— Begin Data excerpts —
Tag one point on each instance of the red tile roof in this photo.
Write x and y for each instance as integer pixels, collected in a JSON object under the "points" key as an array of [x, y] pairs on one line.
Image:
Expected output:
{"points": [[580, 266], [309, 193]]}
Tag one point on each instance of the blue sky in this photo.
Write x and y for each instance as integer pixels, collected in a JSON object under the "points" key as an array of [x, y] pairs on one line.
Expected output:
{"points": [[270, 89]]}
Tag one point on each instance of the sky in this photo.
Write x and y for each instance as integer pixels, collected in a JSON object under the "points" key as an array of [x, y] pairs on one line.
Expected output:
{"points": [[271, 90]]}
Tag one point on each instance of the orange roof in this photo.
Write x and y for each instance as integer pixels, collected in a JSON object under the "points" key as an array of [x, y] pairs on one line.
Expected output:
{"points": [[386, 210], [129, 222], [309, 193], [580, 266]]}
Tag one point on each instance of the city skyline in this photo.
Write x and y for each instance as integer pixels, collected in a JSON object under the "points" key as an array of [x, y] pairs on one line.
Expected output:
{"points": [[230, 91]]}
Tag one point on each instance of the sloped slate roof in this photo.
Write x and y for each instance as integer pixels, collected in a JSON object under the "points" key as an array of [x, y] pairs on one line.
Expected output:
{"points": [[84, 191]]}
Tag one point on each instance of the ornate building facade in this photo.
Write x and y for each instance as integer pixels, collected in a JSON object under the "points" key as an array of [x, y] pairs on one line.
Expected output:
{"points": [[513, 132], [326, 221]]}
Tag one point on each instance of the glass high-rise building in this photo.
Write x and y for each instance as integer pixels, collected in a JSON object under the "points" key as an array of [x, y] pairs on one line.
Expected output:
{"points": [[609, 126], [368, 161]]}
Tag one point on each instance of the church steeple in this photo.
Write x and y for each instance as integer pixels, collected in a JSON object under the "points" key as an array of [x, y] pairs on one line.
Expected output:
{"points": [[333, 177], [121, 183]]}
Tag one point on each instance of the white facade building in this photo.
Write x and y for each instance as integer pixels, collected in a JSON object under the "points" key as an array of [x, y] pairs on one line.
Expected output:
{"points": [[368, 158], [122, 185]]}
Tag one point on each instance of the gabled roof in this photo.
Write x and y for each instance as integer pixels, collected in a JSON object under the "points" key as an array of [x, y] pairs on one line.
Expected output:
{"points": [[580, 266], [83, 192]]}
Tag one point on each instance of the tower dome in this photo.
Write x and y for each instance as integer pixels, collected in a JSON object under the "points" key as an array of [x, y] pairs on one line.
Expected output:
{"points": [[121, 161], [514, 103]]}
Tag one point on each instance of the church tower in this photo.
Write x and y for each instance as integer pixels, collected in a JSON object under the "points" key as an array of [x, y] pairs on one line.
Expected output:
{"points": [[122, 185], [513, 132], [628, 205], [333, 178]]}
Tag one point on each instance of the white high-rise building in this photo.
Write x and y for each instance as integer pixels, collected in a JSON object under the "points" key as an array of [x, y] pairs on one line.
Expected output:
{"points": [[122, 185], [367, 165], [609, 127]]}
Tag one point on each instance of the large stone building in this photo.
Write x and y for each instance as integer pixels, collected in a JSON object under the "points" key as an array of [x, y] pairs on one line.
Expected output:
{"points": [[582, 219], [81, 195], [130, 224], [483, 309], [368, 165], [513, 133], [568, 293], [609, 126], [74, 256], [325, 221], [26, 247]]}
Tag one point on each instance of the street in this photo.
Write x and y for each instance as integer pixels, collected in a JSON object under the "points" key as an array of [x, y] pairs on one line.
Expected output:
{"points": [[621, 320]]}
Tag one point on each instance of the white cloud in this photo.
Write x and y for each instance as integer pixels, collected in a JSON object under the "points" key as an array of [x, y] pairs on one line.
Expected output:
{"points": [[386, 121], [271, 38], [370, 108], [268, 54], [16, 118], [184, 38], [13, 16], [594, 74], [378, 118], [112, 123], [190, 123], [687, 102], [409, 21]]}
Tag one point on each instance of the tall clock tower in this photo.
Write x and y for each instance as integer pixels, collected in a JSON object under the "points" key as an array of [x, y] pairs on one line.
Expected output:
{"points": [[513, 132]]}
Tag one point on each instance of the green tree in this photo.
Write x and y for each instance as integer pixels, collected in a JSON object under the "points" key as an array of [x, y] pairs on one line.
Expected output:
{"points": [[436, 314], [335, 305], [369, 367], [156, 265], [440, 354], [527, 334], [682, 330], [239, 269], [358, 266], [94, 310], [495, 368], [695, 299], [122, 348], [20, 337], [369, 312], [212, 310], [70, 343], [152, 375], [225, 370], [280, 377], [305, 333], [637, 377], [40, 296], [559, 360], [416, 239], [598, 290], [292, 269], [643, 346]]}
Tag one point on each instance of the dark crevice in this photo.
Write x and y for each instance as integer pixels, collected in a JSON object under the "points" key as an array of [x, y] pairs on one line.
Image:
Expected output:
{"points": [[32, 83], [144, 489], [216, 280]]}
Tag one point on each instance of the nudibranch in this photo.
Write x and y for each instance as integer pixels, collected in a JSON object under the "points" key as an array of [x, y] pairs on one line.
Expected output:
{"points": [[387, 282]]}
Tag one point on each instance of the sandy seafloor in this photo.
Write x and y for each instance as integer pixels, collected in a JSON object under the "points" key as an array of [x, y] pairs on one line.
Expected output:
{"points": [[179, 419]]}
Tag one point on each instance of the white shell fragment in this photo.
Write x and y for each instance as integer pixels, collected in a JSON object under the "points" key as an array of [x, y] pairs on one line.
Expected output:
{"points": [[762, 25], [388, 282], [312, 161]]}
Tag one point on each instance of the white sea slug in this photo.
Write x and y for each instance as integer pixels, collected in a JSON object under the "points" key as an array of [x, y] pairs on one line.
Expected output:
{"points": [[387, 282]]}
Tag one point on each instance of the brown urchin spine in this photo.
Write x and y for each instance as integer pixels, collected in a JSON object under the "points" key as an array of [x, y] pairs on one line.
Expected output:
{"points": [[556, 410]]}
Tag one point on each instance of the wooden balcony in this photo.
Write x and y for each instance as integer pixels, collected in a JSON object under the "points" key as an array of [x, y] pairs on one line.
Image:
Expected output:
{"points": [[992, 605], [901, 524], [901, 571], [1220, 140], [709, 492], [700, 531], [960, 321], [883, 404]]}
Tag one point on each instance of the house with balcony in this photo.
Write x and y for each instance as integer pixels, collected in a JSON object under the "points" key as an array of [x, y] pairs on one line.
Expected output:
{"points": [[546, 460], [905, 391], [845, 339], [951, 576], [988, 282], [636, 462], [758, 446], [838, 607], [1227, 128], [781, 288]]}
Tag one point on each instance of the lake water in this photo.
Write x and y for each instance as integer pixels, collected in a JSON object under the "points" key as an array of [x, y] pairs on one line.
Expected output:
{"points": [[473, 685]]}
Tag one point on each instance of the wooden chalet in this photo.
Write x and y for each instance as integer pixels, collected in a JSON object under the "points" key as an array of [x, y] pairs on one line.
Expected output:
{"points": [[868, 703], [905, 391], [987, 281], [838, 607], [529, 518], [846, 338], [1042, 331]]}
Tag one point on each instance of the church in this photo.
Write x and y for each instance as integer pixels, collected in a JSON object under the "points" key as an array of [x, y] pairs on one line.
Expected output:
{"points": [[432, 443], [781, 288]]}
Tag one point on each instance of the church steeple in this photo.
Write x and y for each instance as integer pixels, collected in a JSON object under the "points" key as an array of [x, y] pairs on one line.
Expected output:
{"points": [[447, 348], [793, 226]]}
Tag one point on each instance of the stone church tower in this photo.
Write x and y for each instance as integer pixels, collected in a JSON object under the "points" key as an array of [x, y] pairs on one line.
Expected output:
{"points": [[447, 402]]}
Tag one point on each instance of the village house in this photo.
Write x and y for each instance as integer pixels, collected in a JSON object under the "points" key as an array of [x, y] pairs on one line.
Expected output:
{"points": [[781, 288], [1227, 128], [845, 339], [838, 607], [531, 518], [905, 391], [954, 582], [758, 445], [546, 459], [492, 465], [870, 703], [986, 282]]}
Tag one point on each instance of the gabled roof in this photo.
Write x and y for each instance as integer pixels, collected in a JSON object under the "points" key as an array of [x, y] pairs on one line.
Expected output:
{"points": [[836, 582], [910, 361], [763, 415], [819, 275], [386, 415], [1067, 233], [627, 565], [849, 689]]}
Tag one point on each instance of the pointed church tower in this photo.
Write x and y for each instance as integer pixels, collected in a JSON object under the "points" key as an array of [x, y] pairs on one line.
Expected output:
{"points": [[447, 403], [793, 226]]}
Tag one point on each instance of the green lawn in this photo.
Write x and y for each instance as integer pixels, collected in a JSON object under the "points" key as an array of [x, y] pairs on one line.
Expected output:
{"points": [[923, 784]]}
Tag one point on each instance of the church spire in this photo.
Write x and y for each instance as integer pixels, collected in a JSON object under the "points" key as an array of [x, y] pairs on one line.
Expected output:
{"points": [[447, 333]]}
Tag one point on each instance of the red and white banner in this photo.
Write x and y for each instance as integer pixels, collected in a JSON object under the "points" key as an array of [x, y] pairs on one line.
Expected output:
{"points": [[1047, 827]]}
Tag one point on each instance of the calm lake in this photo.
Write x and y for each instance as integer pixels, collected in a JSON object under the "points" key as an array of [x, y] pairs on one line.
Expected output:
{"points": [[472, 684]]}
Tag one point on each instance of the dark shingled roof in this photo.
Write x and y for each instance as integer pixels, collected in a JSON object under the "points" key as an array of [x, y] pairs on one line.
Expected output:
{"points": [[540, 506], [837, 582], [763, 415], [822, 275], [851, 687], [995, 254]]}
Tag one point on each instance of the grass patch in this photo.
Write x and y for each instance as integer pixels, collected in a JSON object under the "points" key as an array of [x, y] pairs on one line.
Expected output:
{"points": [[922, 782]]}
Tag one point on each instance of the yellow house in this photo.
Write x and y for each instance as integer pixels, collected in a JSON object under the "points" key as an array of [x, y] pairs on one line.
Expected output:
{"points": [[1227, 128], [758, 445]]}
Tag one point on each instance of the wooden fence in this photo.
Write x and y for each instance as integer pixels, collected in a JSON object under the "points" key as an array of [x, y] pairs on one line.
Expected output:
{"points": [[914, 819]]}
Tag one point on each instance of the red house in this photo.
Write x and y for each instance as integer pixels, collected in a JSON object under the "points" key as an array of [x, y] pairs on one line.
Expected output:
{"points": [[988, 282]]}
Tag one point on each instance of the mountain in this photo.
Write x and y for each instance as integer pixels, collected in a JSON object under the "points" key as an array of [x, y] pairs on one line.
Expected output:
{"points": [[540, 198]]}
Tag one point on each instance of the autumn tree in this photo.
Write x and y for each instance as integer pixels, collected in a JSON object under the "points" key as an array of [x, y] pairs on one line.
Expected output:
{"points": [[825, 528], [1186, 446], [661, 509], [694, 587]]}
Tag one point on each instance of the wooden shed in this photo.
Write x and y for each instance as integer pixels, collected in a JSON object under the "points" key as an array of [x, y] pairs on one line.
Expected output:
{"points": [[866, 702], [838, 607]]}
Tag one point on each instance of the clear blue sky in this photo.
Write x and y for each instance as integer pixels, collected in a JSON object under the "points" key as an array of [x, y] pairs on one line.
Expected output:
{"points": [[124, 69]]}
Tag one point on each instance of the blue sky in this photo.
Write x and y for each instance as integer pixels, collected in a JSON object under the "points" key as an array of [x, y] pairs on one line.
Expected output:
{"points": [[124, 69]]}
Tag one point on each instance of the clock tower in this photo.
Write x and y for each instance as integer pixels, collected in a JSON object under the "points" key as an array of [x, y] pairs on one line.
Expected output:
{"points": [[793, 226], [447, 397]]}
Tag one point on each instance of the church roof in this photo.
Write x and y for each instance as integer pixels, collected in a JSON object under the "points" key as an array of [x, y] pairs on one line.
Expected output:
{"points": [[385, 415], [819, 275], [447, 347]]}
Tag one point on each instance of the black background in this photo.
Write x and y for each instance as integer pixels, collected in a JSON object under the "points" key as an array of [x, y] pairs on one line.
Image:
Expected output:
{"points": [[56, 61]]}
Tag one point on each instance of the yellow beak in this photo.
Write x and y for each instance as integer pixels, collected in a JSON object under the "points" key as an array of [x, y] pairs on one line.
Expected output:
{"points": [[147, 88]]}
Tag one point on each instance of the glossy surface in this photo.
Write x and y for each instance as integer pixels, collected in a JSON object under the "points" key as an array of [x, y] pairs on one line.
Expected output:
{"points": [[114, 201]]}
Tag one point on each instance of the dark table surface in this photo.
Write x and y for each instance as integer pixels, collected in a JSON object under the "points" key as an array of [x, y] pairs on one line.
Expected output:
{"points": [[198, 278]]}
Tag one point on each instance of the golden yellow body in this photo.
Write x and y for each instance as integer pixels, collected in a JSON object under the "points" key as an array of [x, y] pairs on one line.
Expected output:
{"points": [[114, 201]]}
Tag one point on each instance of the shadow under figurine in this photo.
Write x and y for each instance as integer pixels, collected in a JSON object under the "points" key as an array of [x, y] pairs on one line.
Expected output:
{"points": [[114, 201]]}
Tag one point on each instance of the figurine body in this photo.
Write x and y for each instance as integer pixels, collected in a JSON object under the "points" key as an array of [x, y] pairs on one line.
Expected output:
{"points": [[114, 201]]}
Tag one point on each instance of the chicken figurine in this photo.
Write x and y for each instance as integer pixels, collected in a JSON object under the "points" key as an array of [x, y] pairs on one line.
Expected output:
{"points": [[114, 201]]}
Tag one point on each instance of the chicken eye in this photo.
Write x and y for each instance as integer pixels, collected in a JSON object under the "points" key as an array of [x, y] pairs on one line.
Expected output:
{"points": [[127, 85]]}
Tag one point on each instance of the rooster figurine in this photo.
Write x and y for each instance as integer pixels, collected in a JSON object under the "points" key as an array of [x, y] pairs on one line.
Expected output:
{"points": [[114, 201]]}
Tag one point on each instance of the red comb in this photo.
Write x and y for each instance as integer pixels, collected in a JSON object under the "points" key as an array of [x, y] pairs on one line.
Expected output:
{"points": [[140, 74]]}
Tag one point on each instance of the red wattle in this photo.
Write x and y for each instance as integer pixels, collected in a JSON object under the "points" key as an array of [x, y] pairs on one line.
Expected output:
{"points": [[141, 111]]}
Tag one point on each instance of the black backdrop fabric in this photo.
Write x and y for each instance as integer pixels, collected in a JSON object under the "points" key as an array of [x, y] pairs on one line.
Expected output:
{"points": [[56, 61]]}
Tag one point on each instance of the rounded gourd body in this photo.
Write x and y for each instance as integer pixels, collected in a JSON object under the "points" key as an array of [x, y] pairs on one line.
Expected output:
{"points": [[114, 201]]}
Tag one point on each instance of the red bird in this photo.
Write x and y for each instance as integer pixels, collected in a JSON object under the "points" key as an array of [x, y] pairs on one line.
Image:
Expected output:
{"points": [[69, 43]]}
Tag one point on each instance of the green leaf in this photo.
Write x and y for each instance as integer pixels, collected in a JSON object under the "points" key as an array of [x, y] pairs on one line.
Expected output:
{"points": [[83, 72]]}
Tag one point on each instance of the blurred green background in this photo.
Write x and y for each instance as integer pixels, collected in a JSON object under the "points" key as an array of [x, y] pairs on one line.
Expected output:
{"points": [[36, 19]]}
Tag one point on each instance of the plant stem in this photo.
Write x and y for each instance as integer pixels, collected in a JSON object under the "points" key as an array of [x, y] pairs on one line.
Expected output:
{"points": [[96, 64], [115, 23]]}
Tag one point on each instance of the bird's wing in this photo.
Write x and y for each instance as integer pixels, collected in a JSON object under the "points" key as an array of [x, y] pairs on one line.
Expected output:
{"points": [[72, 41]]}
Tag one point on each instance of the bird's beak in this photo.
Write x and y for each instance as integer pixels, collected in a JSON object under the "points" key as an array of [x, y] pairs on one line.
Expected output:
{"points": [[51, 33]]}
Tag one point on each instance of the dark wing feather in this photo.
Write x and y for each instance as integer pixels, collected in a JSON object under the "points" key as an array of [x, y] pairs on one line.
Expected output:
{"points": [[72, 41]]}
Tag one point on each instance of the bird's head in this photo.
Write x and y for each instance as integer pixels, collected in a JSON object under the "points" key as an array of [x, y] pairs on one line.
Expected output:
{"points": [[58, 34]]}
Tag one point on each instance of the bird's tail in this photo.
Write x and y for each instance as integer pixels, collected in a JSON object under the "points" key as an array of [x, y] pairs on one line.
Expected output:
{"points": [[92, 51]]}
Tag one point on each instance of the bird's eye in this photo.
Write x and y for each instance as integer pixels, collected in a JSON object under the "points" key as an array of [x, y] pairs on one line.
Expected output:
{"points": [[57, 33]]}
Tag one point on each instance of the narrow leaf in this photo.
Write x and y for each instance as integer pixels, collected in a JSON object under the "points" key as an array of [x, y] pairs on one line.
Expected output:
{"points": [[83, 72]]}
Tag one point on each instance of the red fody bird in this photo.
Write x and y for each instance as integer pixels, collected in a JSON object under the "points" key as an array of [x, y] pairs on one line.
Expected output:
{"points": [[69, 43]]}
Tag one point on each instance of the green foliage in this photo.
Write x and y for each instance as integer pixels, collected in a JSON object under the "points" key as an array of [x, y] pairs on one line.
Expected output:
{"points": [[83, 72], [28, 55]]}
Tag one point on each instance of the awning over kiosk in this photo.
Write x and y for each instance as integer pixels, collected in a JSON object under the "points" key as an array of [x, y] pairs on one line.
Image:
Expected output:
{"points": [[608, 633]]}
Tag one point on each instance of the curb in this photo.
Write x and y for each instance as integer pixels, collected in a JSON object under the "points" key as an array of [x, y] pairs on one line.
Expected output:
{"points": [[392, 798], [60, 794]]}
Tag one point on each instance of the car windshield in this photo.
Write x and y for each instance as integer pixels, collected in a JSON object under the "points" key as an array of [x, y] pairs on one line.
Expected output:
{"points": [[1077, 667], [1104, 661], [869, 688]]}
— End Data excerpts —
- [Job]:
Reproduce only the lines running from the one that contains "Tag one point on each instance of the green foliage" to the last line of the records.

- [Task response]:
Tag one point on each instance of the green foliage in this photo.
Write x and y for each instance as integer pixels, collected in a JSON object under the "points" key as an array of [x, y] pairs on one line.
Expected output:
{"points": [[83, 72], [28, 55]]}
Tag one point on each instance of the awning over kiosk in this photo.
Write x and y for each instance as integer pixels, collected in a JSON object under the "points" key as an array of [x, y] pairs on one line.
Image:
Expected output:
{"points": [[608, 633]]}
Tag one point on each instance of the curb in this photo.
Write x and y for each instance as integer pixels, collected in a JSON object under the "points" key as an array of [x, y] pairs on one line.
Expected output:
{"points": [[392, 798], [60, 794]]}
Tag one point on each instance of the car windshield in this photo.
Write x and y for each instance as integer pixels, collected in a JSON object under the "points" key as an array of [x, y] pairs on one line.
Expected output:
{"points": [[1077, 667], [1104, 661], [869, 688]]}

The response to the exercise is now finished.